**SOURCE PASSAGE:**
::::

The business of helping people make sustained, positive life changes offers mutual benefits for client and trainer. In the game since 2001 and with three fitness studios now open across South Australia, Kristin and Tanya Lewis are experienced professionals who are passionate about helping others on their journey to better health. We had a chat to them to find out how their business has evolved since starting out and how they find working side by side.
What are the benefits and challenges of running a business dedicated to health together?
Tanya and I both share a common passion for health and so it is something that we talk about both at work and home! We both have quite different but complementary skills, so it is great to have an opportunity to use these together. In terms of challenges, we both really believe in what we do but occasionally disagree about the best way to get there – in the end we always come to a resolution.
The benefits are we are on the same page with the importance of exercise, so despite being busy and having a young family, we really help each other make time for our own training. Regarding challenges, while we love what we do sometimes it is hard to turn off completely from work.
Three reasons you love what you do?
- I am passionate about health and helping others to get organised to improve their health.
- I enjoy working with a team of like-minded professionals and have enjoyed being part of their professional development journey.
- I like not having to sit down all day in front of a screen!
- The real changes you see in people when the penny drops and they prioritise health and realise it is a lifestyle, not just a short term fix.
- You meet a lot of appreciative people – it is nice to hear their thanks.
- The health and fitness industry offers great flexibility in hours.

::::

**DATA LISTING:**
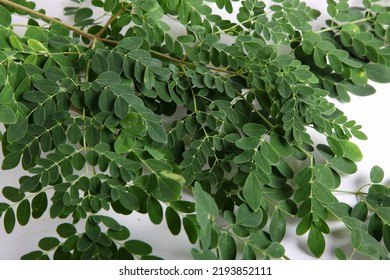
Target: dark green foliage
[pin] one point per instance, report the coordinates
(122, 114)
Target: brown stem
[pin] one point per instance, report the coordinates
(45, 17)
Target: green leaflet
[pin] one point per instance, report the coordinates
(205, 207)
(213, 137)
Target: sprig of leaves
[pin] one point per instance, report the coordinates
(118, 112)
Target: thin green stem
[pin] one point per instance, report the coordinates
(111, 20)
(47, 18)
(350, 192)
(341, 25)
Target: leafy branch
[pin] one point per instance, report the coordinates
(127, 116)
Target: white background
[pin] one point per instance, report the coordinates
(371, 112)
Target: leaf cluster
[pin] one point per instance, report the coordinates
(119, 113)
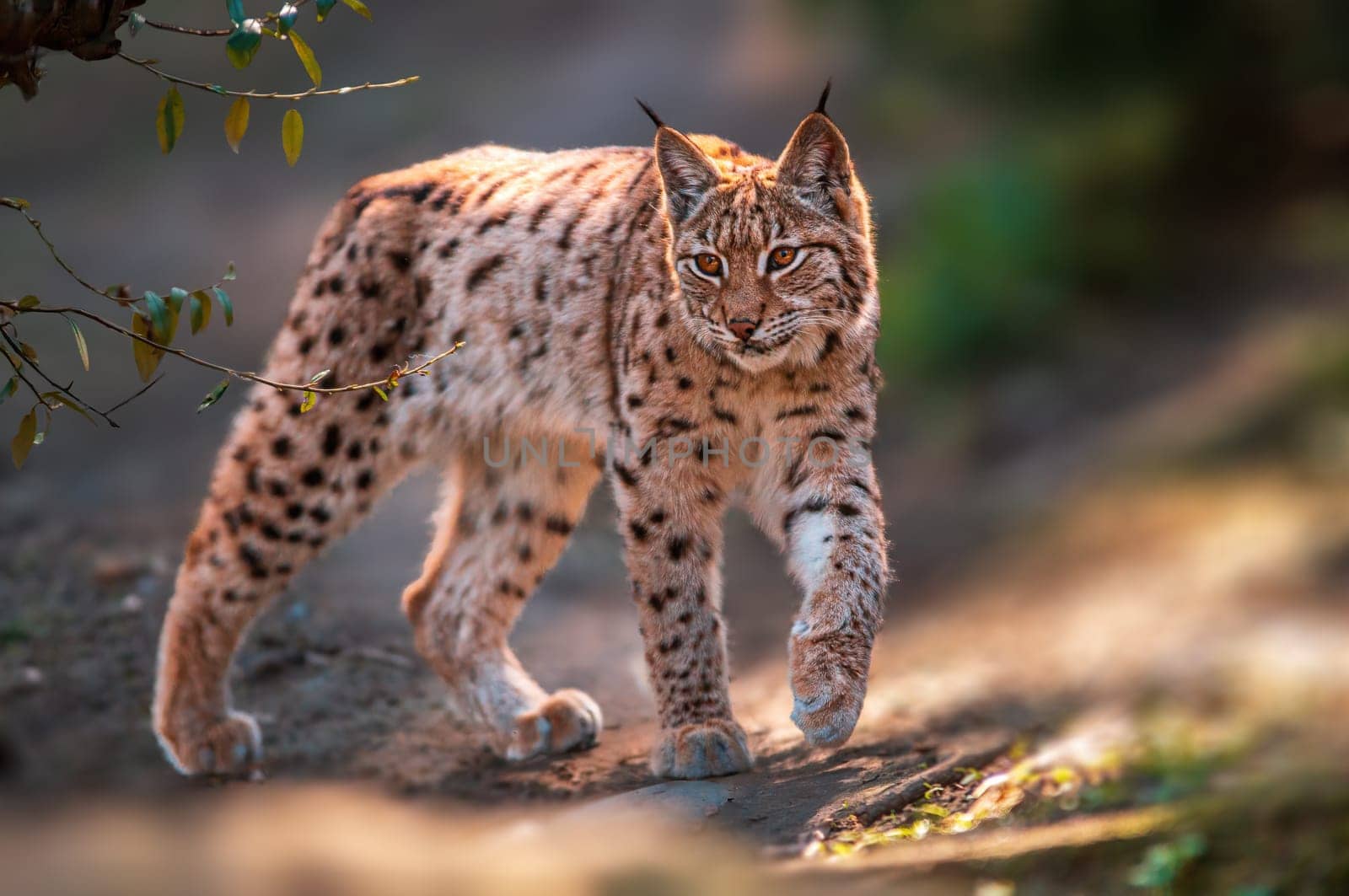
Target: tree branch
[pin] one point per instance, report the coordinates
(212, 33)
(258, 94)
(229, 372)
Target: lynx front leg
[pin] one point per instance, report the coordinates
(672, 523)
(834, 534)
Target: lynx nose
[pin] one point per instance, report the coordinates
(744, 328)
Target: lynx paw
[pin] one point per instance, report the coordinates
(829, 684)
(568, 720)
(229, 745)
(703, 749)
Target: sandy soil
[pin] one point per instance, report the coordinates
(1126, 554)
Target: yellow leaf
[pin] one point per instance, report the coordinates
(236, 123)
(148, 358)
(169, 121)
(307, 58)
(361, 8)
(292, 135)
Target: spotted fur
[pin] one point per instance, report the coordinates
(590, 328)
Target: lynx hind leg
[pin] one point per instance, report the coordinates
(283, 487)
(498, 532)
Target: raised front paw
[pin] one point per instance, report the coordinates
(703, 749)
(228, 745)
(568, 720)
(829, 684)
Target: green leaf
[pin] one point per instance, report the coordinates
(242, 45)
(361, 8)
(148, 358)
(22, 443)
(80, 345)
(236, 123)
(197, 316)
(159, 316)
(169, 121)
(226, 305)
(287, 18)
(213, 395)
(292, 135)
(307, 58)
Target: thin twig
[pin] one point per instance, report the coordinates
(37, 226)
(238, 374)
(64, 390)
(258, 94)
(137, 394)
(212, 33)
(26, 381)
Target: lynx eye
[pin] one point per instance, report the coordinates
(708, 263)
(782, 256)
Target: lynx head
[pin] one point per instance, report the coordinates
(771, 258)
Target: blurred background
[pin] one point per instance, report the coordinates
(1115, 437)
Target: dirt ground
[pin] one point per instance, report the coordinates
(1116, 656)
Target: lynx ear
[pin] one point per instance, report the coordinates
(685, 173)
(816, 165)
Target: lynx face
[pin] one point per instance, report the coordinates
(762, 254)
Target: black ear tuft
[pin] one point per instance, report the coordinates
(825, 98)
(652, 115)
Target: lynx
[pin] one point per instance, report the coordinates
(695, 321)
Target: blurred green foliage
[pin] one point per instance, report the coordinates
(1079, 153)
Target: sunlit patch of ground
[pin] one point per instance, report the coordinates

::::

**WORK ITEM A:** According to the fitness studio interview, how many studios do Kristin and Tanya Lewis have open, and in which state?
**WORK ITEM B:** Repeat everything in the fitness studio interview from "The benefits are" down to "short term fix.".
**WORK ITEM C:** Go on with the interview with Kristin and Tanya Lewis about their fitness studios, starting right after its last line.

**RESPONSE BOX A:** Three studios, across South Australia.

**RESPONSE BOX B:**
The benefits are we are on the same page with the importance of exercise, so despite being busy and having a young family, we really help each other make time for our own training. Regarding challenges, while we love what we do sometimes it is hard to turn off completely from work.
Three reasons you love what you do?
- I am passionate about health and helping others to get organised to improve their health.
- I enjoy working with a team of like-minded professionals and have enjoyed being part of their professional development journey.
- I like not having to sit down all day in front of a screen!
- The real changes you see in people when the penny drops and they prioritise health and realise it is a lifestyle, not just a short term fix.

**RESPONSE BOX C:**
Your business is focused on others – how do you maintain your own personal goals?
Practise what I preach! I have a regular exercise routine set in place with a mixture of road cycling, gym sessions and yoga. The key is to have exercise ‘appointments’ booked in and to be really clear about why you are prioritising your resource to exercise.
Put it in the diary! It helps to have a versa climber in the shed and a spin bike in the laundry. Also, walk instead of driving wherever possible. I push a triple pram daily.
You’ve been in the health and wellbeing space for many years. What has changed, and what’s stayed the same?
From a personal training perspective, the biggest change that I can see is the increasing range of people who see value and access personal training. Formerly it was the domain of the ‘rich and famous,’ whereas now more people use personal trainers to help them maximise the time they have available for exercise and to make sure it actually happens.
The evidence that exercise is medicine has just kept growing and the value of exercise for health is much better promoted.
What do you find you’re doing better now than when you first started out?
I’ve learnt a lot about how to motivate people (both clients and staff) through making lots of mistakes and spending time with other more experienced business operators who have generously shared their learnings with me.
I am much better at selling the idea of personal training. After seeing so many success stories, I have a greater conviction that what we sell is completely worth the investment. I used to be hesitant to suggest someone pay to exercise as I have always enjoyed it but I can understand that at all levels of fitness, a good personal training can make the greatest use of exercise time.
Best health advice you’ve received on your own journey?
Something is always better than nothing (when it relates to exercise).
Set behaviour goals, the outcomes will happen.